***** EXTRACTED TEXT *****

Recruitment! This is one of those words that lead to argument and disagreement in almost all lodges. There are many camps and many schools of thought regarding Masonic recruitment. The spectrum begins with "absolutely all forms of recruitment are prohibited" to "no forms of recruitment are prohibited."
The pragmatist in me believes that the longer we fight about what should be done, we miss what could be done. However, to progress we must reach a common ground. I believe that most of our brothers argue over recruitment not because they disagree with what should and should not be done. They argue because they perceive the definition of recruitment differently. So, what is recruitment? What does it entail? How is it done? Where is it done? With whom is it done? If we asked these questions instead of "Should we recruit?", we'd get more brothers agreeing and less brothers fighting. So, let's try to delve into these questions and find the multitude of answers we can find.
Merriam-Webster defines recruitment as "the process of adding new individuals to a population or subpopulation (as of breeding or legally catchable individuals) by growth, reproduction, immigration, and stocking." By this definition, we're recruiting no matter what we do. Masonry has a process in place to add new individuals to its population. This process is called initiation. However, this is not what most Masons think of when they think of recruitment. Many brothers hear recruitment and they think about handing out flyers and pushing petitions into people's hands. As a minimum, many Masons define recruitment as the "act of asking a person to join the fraternity".
Now we can see two different meanings of recruitment arising. To differentiate between these meanings I would like to define recruitment in two separate terms, passive recruitment and active recruitment. Simply stated, passive recruitment is "the process of adding new individuals to the fraternity without asking" and active recruitment is "the process of adding new individuals to the fraternity by asking." With these two definitions, we can progress forward without alienating any of our brothers. Now we can talk about recruitment as a craft.
I would like to now propose two additional definitions that can be added to these ideas of recruitment, weak recruitment and strong recruitment. My definition of these terms refer to the amount of information that is disseminated amongst the non-Mason population. For instance, a brother in favor of weak recruitment would believe that Masonry does not need to disseminate information about itself to gain future members, while a brother in favor of strong recruitment would believe that Masonry needs to disseminate information about itself to gain future members. This delineation does not refer to propositioning non-Masons, only informing non-Masons.

*****

LIST OF TASKS:
(A) Set down the passage of the essay on Masonic recruitment starting with "I would like to now" and going on through "only informing non-Masons.".
(B) Answer these questions on the essay on Masonic recruitment:
(i) What is the process called that Masonry has in place to add new individuals to its population?
(ii) Which two terms does the author use to separate recruitment without asking from recruitment by asking?
(iii) What do the terms weak recruitment and strong recruitment refer to?
(C) Carry the essay on Masonic recruitment forward from its last sentence.

***** EXCERPTED RECORDS *****

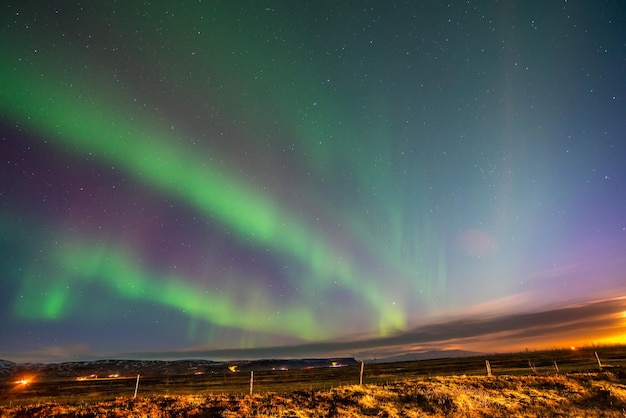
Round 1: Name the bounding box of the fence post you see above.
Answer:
[133,375,139,398]
[359,360,363,386]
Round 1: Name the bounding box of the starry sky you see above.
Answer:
[0,0,626,361]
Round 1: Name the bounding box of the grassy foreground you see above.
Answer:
[0,369,626,417]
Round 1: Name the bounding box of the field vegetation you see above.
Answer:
[0,347,626,417]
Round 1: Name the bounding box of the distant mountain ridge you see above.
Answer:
[365,350,483,364]
[0,358,359,380]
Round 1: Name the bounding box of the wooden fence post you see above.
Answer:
[359,360,363,386]
[133,375,139,398]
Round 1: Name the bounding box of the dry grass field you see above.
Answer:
[0,349,626,417]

*****

ANSWERS TO THE TASKS:
(A)
I would like to now propose two additional definitions that can be added to these ideas of recruitment, weak recruitment and strong recruitment. My definition of these terms refer to the amount of information that is disseminated amongst the non-Mason population. For instance, a brother in favor of weak recruitment would believe that Masonry does not need to disseminate information about itself to gain future members, while a brother in favor of strong recruitment would believe that Masonry needs to disseminate information about itself to gain future members. This delineation does not refer to propositioning non-Masons, only informing non-Masons.

(B)
(i) Initiation.
(ii) Passive recruitment and active recruitment.
(iii) The amount of information that is disseminated amongst the non-Mason population.

(C)
With these new definitions of recruitment; passive and active, strong and weak, we can now define four definitive schools of thought regarding recruitment. Here are my definitions for these schools of thought:
- Passive Weak Recruitment - No one should be asked to become a Mason and Masons should not inform non-Masons about the fraternity. These brothers typically never speak about Masonry to the point that their families do not even know what they do with the lodge. These brothers expect candidates to ask to join the lodge without prior knowledge of what occurs in the lodge.
- Passive Strong Recruitment - No one should be asked to become a Mason, but Masons should inform non-Masons about the fraternity. These brothers typically talk about Masonry frequently with their family and friends, but rarely discuss it with people they are not close to. These brothers expect candidates to ask to join the lodge with prior knowledge of what occurs in lodge.
- Active Weak Recruitment - Individuals are allowed to be asked to become a Mason, but Masons should not inform non-Masons about the fraternity. These brothers typically ask people to join Masonry directly, but inform the candidate that he can only learn about the fraternity once he is part of it. These brothers are willing to ask a candidate to join the lodge without prior knowledge of what occurs in lodge.
- Active Strong Recruitment - Individuals are allowed to be asked to become a Mason and Masons should inform non-Masons about the fraternity. These brothers typically talk about Masonry frequently and are willing to ask non-Masons to join. These brothers are willing to ask a candidate to join the lodge with prior knowledge of what occurs in lodge.
This is part one of a series of posts I plan on writing about recruitment. Please tune in for the next installment entitled "Quality vs Quantity - A False Choice." This will be published once I finish the article, hopefully over the weekend. Thanks for reading :)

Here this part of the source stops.